Extrait de page:
----------------------------------------
Musée égyptien du Caire.
Anubis. Tombe de Toutankhamon.
Musée égyptien du Caire.

La statue du dieu chacal noir Anubis est d'une beauté, d'une finesse et d'une noblesse touchant à la perfection. Le dessin des côtes, la courbe des flancs, le port de tête, la finesse du museau et des oreilles, la posture des pattes magnifient ce gardien hiératique du tombeau. La statue de bois doré de la déesse Sekhmet à la tête de lionne surmontée du disque solaire apparaît surréaliste à force de symboles. Un coffre magnifique à décor peint, où l'on voit le pharaon lancé sur son char suivi  de son armée semant la panique parmi ses ennemis, préfigure les scènes de bataille d'Uccello. Le moindre mobilier, le plus humble des instruments sont d'une beauté poignante.

La visite du musée du Caire s'impose comme un préliminaire indispensable à la visite de l'Egypte. Le British Muséum ou Le Louvre n'ont pas la même puissance évocatrice de l'Egypte ancienne  que le musée du Caire et le voyage sur les rives du Nil est un périple initiatique. L'antiquité égyptienne nous est familière. Visiter l'Egypte, la Grèce ou Rome, marque un retour aux sources. On y retrouve nos racines d'Européens. Tout différent est le sentiment éprouvé en Amérique en visitant les temples Aztèques ou les pyramides de Teotihuacan dont la signification demeure hermétique aux non initiés. Cela n'enlève en rien à la beauté impressionnante de ces sites mais la résonance intime est différente car nous n'avons pas en nous la marque de cette culture.

Les pyramides de Gizeh font certes partie de notre patrimoine culturel mais de nos jours, les HLM de la banlieue du Caire viennent assiéger les rampes du plateau. La foule grégaire des visiteurs retire beaucoup de la magie du site sans même parler des textes grandiloquents et des éclairages hollywoodiens du son et lumière. C'est la raison pour laquelle je préfère le site de Saqqarah. La pyramide à degrés est certes moins massive mais tout aussi impressionnante par son environnement. Les fouilles qui y sont menées avec intelligence révèlent par lambeaux les mystères du site. On est déjà plus loin de l'agitation du Caire, facilitant la méditation. A la magie des objets, les antiquités Egyptiennes ajoutent celle de la beauté.

Le visage de Néfertiti est l'incarnation même de la beauté. Elle traverse les âges comme une déesse que voulait sans doute évoquer l'artiste qui l'a représentée. Alors que les cannons de la beauté de la femme ont changé au fil des siècles, sa beauté est intemporelle. La noblesse du port de tête, la finesse des traits, l'élancement et la gracilité du cou idéalisent probablement la réalité pour en faire un rêve de perfection.
----------------------------------------
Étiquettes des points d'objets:
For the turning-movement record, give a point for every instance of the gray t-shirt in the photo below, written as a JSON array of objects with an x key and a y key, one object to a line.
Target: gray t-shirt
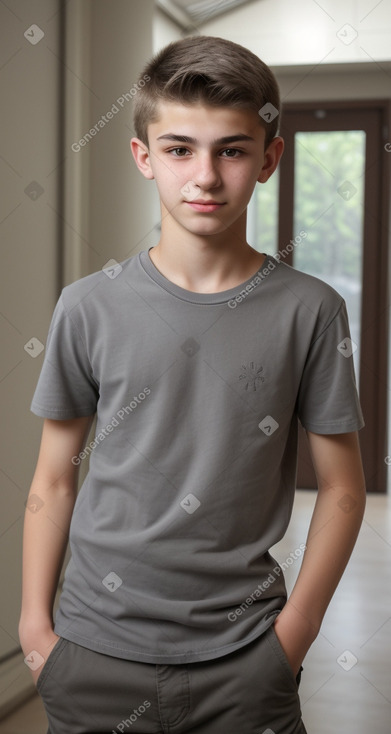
[{"x": 193, "y": 465}]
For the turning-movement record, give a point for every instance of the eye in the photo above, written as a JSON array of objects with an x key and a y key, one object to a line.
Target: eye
[
  {"x": 178, "y": 152},
  {"x": 232, "y": 152}
]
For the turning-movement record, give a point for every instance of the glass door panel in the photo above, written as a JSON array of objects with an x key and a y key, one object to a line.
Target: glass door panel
[{"x": 329, "y": 206}]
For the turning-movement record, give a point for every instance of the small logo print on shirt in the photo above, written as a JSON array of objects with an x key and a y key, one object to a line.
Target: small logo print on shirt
[
  {"x": 251, "y": 376},
  {"x": 33, "y": 660},
  {"x": 190, "y": 503},
  {"x": 112, "y": 269},
  {"x": 268, "y": 425},
  {"x": 347, "y": 347},
  {"x": 190, "y": 347},
  {"x": 33, "y": 347},
  {"x": 112, "y": 581}
]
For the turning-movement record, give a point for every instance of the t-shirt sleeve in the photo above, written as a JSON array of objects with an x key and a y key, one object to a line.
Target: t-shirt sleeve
[
  {"x": 66, "y": 387},
  {"x": 328, "y": 402}
]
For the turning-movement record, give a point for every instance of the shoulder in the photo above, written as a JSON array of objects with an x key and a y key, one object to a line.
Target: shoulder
[{"x": 311, "y": 292}]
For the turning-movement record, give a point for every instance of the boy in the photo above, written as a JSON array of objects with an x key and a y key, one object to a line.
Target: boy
[{"x": 198, "y": 357}]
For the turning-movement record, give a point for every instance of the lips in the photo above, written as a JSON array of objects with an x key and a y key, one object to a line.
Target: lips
[{"x": 205, "y": 206}]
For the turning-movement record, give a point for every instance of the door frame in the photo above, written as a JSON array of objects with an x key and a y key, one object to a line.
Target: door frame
[{"x": 373, "y": 116}]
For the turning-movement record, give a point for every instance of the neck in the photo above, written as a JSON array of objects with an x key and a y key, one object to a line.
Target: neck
[{"x": 205, "y": 263}]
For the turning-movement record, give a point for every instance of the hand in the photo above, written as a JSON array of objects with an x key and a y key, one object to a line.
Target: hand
[
  {"x": 42, "y": 641},
  {"x": 295, "y": 634}
]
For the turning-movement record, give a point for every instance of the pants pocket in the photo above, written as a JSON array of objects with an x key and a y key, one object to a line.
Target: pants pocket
[
  {"x": 280, "y": 654},
  {"x": 50, "y": 662}
]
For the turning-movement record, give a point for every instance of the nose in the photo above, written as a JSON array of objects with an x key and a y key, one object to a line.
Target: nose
[{"x": 206, "y": 174}]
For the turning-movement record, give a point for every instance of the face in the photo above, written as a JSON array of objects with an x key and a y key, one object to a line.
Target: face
[{"x": 206, "y": 162}]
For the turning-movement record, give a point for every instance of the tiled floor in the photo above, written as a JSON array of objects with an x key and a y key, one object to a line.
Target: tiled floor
[{"x": 357, "y": 627}]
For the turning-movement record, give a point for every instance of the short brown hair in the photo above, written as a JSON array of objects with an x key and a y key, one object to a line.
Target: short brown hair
[{"x": 210, "y": 70}]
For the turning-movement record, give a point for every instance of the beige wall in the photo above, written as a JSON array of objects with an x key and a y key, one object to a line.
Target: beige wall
[{"x": 94, "y": 206}]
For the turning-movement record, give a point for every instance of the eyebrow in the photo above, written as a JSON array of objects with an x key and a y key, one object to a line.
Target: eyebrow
[{"x": 220, "y": 141}]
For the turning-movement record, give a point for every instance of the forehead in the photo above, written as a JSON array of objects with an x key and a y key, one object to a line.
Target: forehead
[{"x": 205, "y": 122}]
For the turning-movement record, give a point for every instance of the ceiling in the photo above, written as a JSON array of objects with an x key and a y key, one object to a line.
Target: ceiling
[{"x": 192, "y": 13}]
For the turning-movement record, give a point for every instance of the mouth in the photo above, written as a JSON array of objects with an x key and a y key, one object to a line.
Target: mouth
[{"x": 205, "y": 206}]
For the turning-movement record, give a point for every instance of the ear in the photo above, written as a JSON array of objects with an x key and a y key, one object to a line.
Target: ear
[
  {"x": 141, "y": 155},
  {"x": 271, "y": 160}
]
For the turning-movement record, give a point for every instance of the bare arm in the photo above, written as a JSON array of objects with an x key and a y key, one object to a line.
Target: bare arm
----------------------------------------
Consigne:
Selon l'extrait sur le musée du Caire, en quelle matière est faite la statue de la déesse Sekhmet ? La liste n'intervient pas dans ce travail.

Réponse:
Elle est en bois doré.